__Exercise details__:
Please write out all of the entries beneath this line exactly, skipping the pictures.

________

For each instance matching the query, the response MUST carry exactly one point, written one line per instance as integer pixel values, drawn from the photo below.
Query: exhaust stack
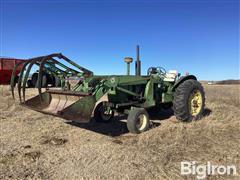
(128, 61)
(138, 63)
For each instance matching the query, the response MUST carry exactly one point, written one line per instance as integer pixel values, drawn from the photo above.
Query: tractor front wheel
(138, 121)
(189, 101)
(102, 114)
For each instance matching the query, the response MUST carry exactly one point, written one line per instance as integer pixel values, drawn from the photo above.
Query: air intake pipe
(138, 63)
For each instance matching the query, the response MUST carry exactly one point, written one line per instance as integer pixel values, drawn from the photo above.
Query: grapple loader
(100, 96)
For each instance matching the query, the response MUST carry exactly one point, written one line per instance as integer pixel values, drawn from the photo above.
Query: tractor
(103, 96)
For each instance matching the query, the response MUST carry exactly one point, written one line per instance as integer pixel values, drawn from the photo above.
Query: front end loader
(101, 96)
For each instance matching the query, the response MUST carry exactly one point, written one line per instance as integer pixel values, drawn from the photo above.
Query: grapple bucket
(70, 105)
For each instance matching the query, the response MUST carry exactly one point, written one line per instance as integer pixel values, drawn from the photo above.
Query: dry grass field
(37, 146)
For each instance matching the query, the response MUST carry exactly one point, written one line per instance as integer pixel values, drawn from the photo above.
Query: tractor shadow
(118, 125)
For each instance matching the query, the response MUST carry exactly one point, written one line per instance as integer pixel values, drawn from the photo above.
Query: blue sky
(200, 37)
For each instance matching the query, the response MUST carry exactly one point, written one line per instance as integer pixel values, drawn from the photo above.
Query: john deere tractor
(103, 96)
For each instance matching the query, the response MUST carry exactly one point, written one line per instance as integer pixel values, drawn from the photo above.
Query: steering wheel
(156, 70)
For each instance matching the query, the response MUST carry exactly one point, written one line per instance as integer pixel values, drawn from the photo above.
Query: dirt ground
(37, 146)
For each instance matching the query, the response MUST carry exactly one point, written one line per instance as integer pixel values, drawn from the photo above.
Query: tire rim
(141, 122)
(195, 102)
(105, 114)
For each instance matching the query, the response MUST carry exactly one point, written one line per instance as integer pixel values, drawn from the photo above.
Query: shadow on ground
(118, 125)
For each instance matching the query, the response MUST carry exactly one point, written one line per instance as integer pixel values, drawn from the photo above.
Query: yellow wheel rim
(195, 102)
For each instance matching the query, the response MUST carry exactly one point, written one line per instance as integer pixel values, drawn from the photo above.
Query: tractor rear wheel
(189, 101)
(102, 114)
(138, 121)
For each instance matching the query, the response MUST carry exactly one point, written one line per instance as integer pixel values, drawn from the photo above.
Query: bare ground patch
(37, 146)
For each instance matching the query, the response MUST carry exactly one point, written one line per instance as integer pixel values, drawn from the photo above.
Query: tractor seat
(171, 76)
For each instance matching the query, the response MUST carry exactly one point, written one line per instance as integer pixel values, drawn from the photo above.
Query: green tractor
(103, 96)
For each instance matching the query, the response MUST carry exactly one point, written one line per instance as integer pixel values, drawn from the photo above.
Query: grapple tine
(14, 76)
(26, 77)
(39, 83)
(20, 79)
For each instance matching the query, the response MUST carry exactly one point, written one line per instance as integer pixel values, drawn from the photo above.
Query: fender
(182, 79)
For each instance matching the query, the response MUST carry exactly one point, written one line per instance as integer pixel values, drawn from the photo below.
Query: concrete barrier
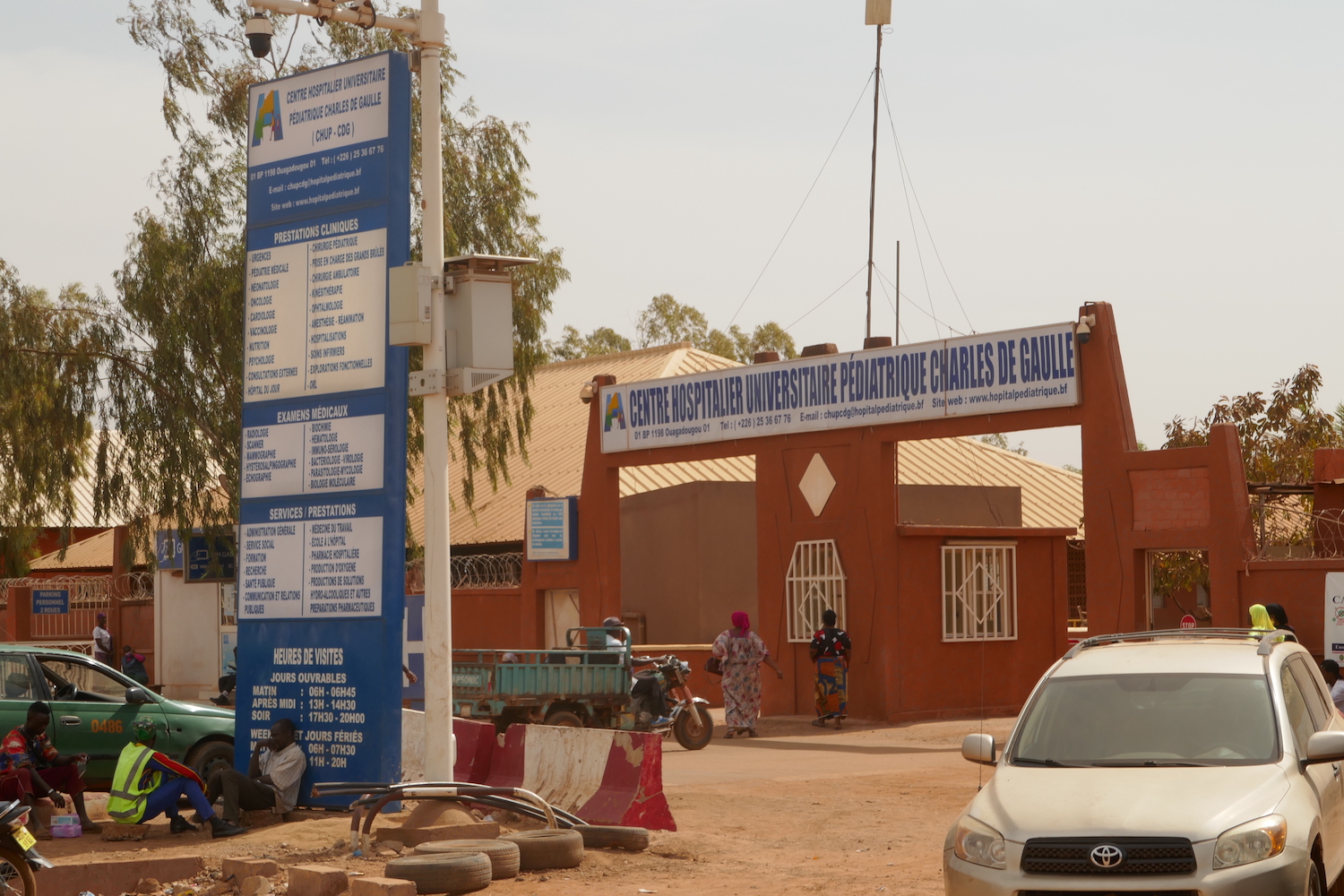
(604, 777)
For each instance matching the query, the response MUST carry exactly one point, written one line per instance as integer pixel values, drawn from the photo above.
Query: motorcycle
(19, 857)
(688, 718)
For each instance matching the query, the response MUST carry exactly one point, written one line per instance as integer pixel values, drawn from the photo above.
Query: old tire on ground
(613, 837)
(564, 719)
(691, 735)
(444, 872)
(15, 876)
(211, 756)
(542, 849)
(503, 853)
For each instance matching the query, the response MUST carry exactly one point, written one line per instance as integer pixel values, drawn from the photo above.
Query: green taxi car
(93, 705)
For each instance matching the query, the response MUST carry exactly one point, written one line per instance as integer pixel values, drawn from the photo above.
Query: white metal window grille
(980, 592)
(814, 584)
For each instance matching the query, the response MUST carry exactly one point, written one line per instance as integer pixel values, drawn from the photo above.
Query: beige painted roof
(559, 433)
(91, 552)
(1051, 497)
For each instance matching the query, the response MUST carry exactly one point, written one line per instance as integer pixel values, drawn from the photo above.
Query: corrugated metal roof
(91, 552)
(1050, 495)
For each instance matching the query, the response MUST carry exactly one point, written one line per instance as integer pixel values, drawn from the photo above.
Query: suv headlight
(1250, 842)
(980, 844)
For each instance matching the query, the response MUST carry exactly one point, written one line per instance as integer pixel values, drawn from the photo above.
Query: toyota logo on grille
(1107, 856)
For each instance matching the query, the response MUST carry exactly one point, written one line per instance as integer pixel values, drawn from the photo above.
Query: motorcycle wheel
(687, 732)
(15, 874)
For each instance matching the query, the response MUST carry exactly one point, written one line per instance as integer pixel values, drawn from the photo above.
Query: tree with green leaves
(51, 352)
(667, 320)
(1279, 435)
(1000, 441)
(171, 366)
(572, 346)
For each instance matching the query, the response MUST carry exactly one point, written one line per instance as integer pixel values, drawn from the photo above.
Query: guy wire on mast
(879, 21)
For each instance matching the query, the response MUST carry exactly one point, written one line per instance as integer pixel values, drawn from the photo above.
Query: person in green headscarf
(148, 783)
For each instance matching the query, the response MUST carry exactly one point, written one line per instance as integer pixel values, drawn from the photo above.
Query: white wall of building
(187, 635)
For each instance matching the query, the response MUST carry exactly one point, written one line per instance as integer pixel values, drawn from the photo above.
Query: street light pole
(427, 35)
(440, 743)
(873, 185)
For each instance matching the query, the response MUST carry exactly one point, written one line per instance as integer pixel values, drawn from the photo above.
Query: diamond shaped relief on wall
(817, 484)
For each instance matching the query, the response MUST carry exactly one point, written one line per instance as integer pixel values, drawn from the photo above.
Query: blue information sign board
(50, 600)
(323, 516)
(198, 560)
(551, 528)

________

__Solved exercise__:
For each instance matching the query, the response MUST carry exactly one point, written one line per instance as integer pixel values, drawn from the photo below.
Query: exhaust stack
(128, 61)
(138, 63)
For each instance matching the query, the response MUST carry exactly one point, written one line per instance as integer pixel values, drawn from the photo above.
Query: tractor front wheel
(138, 121)
(189, 101)
(102, 114)
For each instance matching the query, the response MUST carry exactly one point, written one line per instance as integer pixel values, drawn from the photo above.
Query: air intake pipe
(138, 63)
For each instance matching the query, the response MUST carry exactly one point, written one line per instance as integer pixel values, drawn from the photo above.
Query: grapple loader
(100, 96)
For each instance matching the query, the response MUST carry exactly one point, written one line per instance as integer pixel values, drawn from the photo above.
Query: tractor
(103, 96)
For each instance matching the query, the response MUST carry exactly one point, written one line per instance as integer pixel values, drawn from the photo above.
Query: front end loader
(101, 96)
For each instance matching the query, the response MUST carry exactly one point, written one line per instance as integer pixel values, drawn from the photo above.
Query: grapple bucket
(70, 105)
For each instance matching the query, the response MUST carry exactly one point, written one line per instance as integer pixel values, drawn from the photo above.
Query: dry grass field
(37, 146)
For each instance matching the query, the response MUST carry exactly one point, written one line per instance as integer pixel values, drawn from the photo above.
Query: tractor shadow
(118, 125)
For each instance matching the query, the response MUST carry exactly one point, written one line per instance as integer pixel values, drawn from the photo above.
Query: blue sky
(200, 37)
For each instance matching the query, the response MUST carry exactly one point, written one line per instance as integer pixel values, drawn from the photo above.
Query: john deere tractor
(103, 96)
For each instance matching the query, the response MUST carry exactly one point, written one line per instance as integer pixel values, drawn from the photo above.
Query: steering wheel
(156, 70)
For each instance matching the query, the response MUST carry exactly one point, written one line per instance as integer pixel values, drawn from the photo above.
Query: dirt ground
(37, 146)
For each instance matching the query, the response MUST carry exactly one point, written one line per instance as integer pixel values, drawn from the photo above.
Query: tire rim
(141, 122)
(195, 102)
(105, 114)
For each instance matching the query, the response MUST carry exactly one point, written one line per instance as integer pixel values, drawn from the photo above.
Query: shadow on ground
(118, 125)
For each instance matching the query, the response MUST carry exactly one point, written one line per instance as integer pixel values, drawn from the photo above.
Query: yellow wheel rim
(195, 102)
For each instance matching the query, the response MUST carry exactly one point, written one line per instance as integer pixel values, drawn from the photo above.
Query: tractor rear wheel
(189, 101)
(102, 114)
(138, 121)
For each instance matching the query, the response MUST carry exactly one point, written one line per instance as integer pixel values, drawn from the photo above.
Query: bare ground patch
(37, 146)
For each instance matching the query, the response MUST carry exactly one point, written one line per instance as integer pixel values, drawn from the photo above.
Query: tractor seat
(171, 76)
For each instance matching the query, the response MUST carry exactly one point, written one line per instance as integer pixel values, drawn from the photo above.
Query: green tractor
(103, 96)
For each instance matching the query, the response MUST carry exactly one point, written one line per instance as integer pixel values, drawn from the photo above.
Query: grapple tine
(14, 76)
(26, 77)
(39, 83)
(20, 79)
For each instance matching the query, the response MUST carry exactly one point, written one line per instance as integer pixel values, drawn from the photo above.
Query: fender
(182, 79)
For each instance matching the query, the response MUST carry exactly one point, written one line per instance as integer pixel values, drawn from the photo below.
Query: concrete barrier
(604, 777)
For each instance matching the query, the response MUST carry exactly one point, written one line per instance as integer pixel values, drawn from the photo above.
Query: motorcycle
(19, 857)
(688, 718)
For each instance matching the query, the response MUST carry exactly one point, written one line per instance as integer pixel values, drawn from the photo above.
Query: old tire on ground
(613, 837)
(564, 719)
(691, 735)
(444, 872)
(15, 876)
(211, 756)
(542, 849)
(503, 853)
For each instance matching the query, the response MUST carry exactly one point, written one line per instance as integer pixel values, drawn from the photo above.
Query: green taxi car
(93, 705)
For each instance matching the query, the response MUST carry exactly one point, written one line per instance as integer pixel values, drawn from the photo above.
Query: white metal window grille
(980, 592)
(814, 584)
For each instance matching the query, the response MUST carry exactly one point, written one line per instance as integer pixel values, drawn from the photo above.
Query: beige painted roof
(559, 433)
(91, 552)
(1051, 497)
For each instance matching the query, the response MUST carry exactly one point, written one line per instance as integer pixel values, drawn from the photo above.
Query: corrugated metal roof
(91, 552)
(1050, 495)
For each instance matching the query, the response MUST carry exactly one point, written one line per instance as integer pixel values, drawn from the photo above.
Query: suv headlight
(1250, 842)
(980, 844)
For each instance matching the query, the response MUST carry exactly one point, written one line per instance as integer pixel values, drawn from the photo above.
Query: toyota logo on grille
(1107, 856)
For each instance matching the query, the response MUST carry exactly one point, written one line per instance as integer pixel values, drawn from the photo above.
Query: motorcycle wheel
(687, 732)
(15, 874)
For each instance matching the query, the response MUST carry exactly one point, written one line per instance as integer pixel values, drawn from the photo above.
Query: tree with green leaves
(51, 352)
(667, 320)
(1279, 435)
(1000, 441)
(171, 366)
(572, 346)
For each instance matching the query, the response MUST carry exactly one point, written one line per instance as integer pixel values, drawn from the photo above.
Query: guy wire on mast
(879, 21)
For each instance matching the query, the response MUST carry exactly one point, written one line per instance as integer pixel values, drawn from the photo above.
Query: person in green headscarf
(148, 783)
For each instance matching the query, the response MUST carry exactly one point, written one line per instance as integer pixel values, drawn from the photo above.
Query: white wall of building
(187, 635)
For each instance matching the query, the response MUST carry exactly one point, written one line per instance as integer pixel values, drawn from the photo above.
Query: street light pole
(427, 35)
(440, 743)
(873, 185)
For each instance matching the query, the response MUST carry exactly one point, written one line per instance as integer pixel values, drawn from the photo above.
Query: diamond shaped relief on wall
(817, 484)
For each instance matching the query, the response MUST carry exactly one point, written one line per instance as integer pixel values, drawn from the photo above.
Query: blue information sign board
(50, 600)
(323, 516)
(198, 560)
(551, 528)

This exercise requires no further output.